| Texto para leitura |
:::

Clima
de perplexidade
Pedro J. Bondaczuk
O contexto político,
econômico, artístico, cultural, social etc. em 1969, ano da realização do
histórico festival de Woodstock, tido e havido como marco da contracultura,
notadamente no Ocidente, foi muito diverso do que caracterizou o ano de 1985,
quando da realização do primeiro Rock in Rio, na cidade do Rio de Janeiro.
Nesse aspecto, os dois eventos sequer comportam comparações. O primeiro foi um
ato de rebeldia (mais um, de tantos outros) contra o sistema vigente. Já o
segundo, pode-se dizer, não teve nenhum caráter de confrontação. Seu teor
foi artístico e com o objetivo de lucro
por parte dos promotores, no que foram bem sucedidos.

:::

| Informações fornecidas |
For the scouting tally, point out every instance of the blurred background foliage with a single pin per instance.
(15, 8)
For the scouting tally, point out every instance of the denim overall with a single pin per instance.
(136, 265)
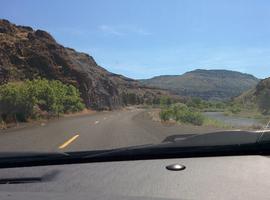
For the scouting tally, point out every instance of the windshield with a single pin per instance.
(99, 75)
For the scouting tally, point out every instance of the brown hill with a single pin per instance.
(27, 54)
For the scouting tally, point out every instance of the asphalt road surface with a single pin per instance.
(103, 130)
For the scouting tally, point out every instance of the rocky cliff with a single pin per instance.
(27, 54)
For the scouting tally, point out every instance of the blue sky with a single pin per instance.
(145, 38)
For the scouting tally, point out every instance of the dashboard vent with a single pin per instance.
(20, 180)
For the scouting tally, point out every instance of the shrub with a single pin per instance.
(165, 115)
(18, 100)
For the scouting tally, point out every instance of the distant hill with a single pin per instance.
(258, 96)
(206, 84)
(26, 53)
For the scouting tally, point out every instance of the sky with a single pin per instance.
(145, 38)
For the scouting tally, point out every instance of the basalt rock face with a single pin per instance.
(27, 54)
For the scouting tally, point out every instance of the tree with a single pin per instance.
(264, 101)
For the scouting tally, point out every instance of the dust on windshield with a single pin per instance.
(139, 73)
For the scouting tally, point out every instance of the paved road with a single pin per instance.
(104, 130)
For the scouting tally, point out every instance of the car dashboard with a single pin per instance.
(228, 177)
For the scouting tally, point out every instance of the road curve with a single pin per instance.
(104, 130)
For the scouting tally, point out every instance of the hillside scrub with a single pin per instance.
(23, 100)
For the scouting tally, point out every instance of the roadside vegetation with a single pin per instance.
(38, 98)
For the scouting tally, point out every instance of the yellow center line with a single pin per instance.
(68, 142)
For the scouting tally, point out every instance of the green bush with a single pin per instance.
(235, 109)
(18, 100)
(165, 115)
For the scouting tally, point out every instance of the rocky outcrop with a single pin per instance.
(27, 54)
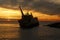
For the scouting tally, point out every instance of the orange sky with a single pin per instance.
(15, 14)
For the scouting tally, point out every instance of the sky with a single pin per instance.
(43, 9)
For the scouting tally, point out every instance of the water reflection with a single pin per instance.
(14, 32)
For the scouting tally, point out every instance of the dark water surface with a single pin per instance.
(14, 32)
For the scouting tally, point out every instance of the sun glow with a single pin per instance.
(16, 14)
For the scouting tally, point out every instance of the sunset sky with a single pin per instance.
(44, 10)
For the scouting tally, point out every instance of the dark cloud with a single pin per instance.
(44, 6)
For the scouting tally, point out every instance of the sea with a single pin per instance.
(10, 30)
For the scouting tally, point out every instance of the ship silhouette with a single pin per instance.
(55, 25)
(28, 21)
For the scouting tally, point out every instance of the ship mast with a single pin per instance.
(21, 11)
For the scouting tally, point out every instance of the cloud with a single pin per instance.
(44, 6)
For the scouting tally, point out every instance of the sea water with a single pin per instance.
(12, 31)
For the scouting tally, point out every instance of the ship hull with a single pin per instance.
(31, 24)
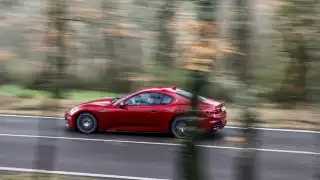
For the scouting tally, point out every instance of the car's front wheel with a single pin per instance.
(178, 127)
(87, 123)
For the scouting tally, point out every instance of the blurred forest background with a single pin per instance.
(119, 46)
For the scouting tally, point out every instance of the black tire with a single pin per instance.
(86, 123)
(178, 127)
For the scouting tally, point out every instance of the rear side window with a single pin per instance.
(166, 99)
(188, 95)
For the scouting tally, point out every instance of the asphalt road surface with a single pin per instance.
(282, 154)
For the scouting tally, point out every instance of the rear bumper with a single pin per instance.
(68, 121)
(214, 125)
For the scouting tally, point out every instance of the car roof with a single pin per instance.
(171, 89)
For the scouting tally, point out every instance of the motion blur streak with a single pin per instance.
(76, 174)
(162, 144)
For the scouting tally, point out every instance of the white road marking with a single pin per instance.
(24, 170)
(156, 143)
(228, 127)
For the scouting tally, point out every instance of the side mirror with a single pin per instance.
(122, 105)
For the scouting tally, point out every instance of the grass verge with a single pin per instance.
(8, 175)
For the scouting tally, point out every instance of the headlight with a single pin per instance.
(73, 110)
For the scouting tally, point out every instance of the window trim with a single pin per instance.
(163, 94)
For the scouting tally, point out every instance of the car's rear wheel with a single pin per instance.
(87, 123)
(178, 127)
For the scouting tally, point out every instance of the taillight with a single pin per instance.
(214, 114)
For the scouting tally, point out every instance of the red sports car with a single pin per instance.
(157, 109)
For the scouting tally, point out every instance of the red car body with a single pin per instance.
(156, 117)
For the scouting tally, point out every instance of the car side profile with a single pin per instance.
(157, 109)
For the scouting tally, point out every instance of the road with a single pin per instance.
(282, 155)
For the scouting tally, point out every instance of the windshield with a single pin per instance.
(114, 100)
(188, 95)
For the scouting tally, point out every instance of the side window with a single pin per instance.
(145, 99)
(166, 99)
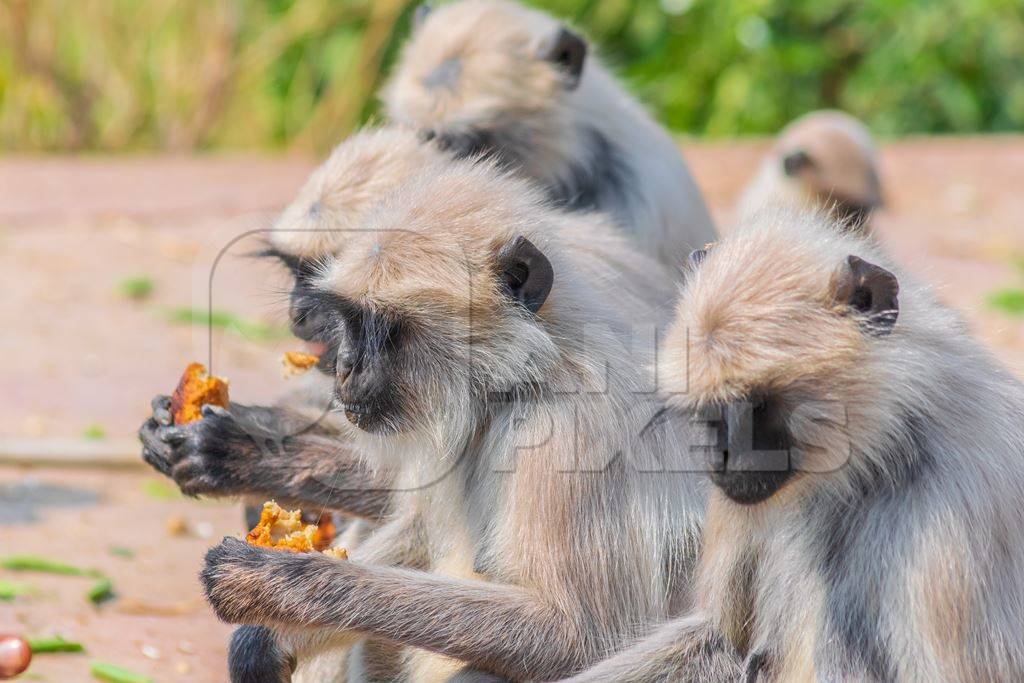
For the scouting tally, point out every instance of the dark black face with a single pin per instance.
(306, 319)
(751, 460)
(369, 344)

:::

| Tarefas a realizar |
(a) No texto sobre Woodstock e o Rock in Rio, em que ano foi realizado o primeiro Rock in Rio?
(b) Por favor, devolva sem nenhuma alteração um trecho do texto sobre Woodstock e o Rock in Rio: comece nas palavras "Nesse aspecto, os" e pare depois de "foram bem sucedidos.".
(c) Prossiga o texto sobre Woodstock e o Rock in Rio a partir do ponto em que ele termina.
As linhas não têm nenhum papel aqui.

| Respostas por tarefa |
(a) Em 1985.

(b)
Nesse aspecto, os dois eventos sequer comportam comparações. O primeiro foi um
ato de rebeldia (mais um, de tantos outros) contra o sistema vigente. Já o
segundo, pode-se dizer, não teve nenhum caráter de confrontação. Seu teor
foi artístico e com o objetivo de lucro
por parte dos promotores, no que foram bem sucedidos.

(c)
Em 1969, reinava, mundo
afora, pesado clima de incerteza quanto ao futuro da nossa espécie, dado o
panorama pesado e sombrio que estava desenhado para a humanidade. Pode-se dizer
que havia muita perplexidade no ar. A guerra fria, que muitas vezes esteve a
ponto de ferver, estava em pleno desenvolvimento, opondo as então duas únicas superpotências
do Planeta, que pareciam ser inimigas inconciliáveis, dadas suas concepções tão
heterogêneas de sociedade: Estados Unidos e União Soviética. A corrida
armamentista atingia o auge, com os dois lados desenvolvendo, e testando,
inclusive a céu aberto, artefatos nucleares cada vez mais potentes e
arrasadores, produzidos em quantidades absurdamente altas.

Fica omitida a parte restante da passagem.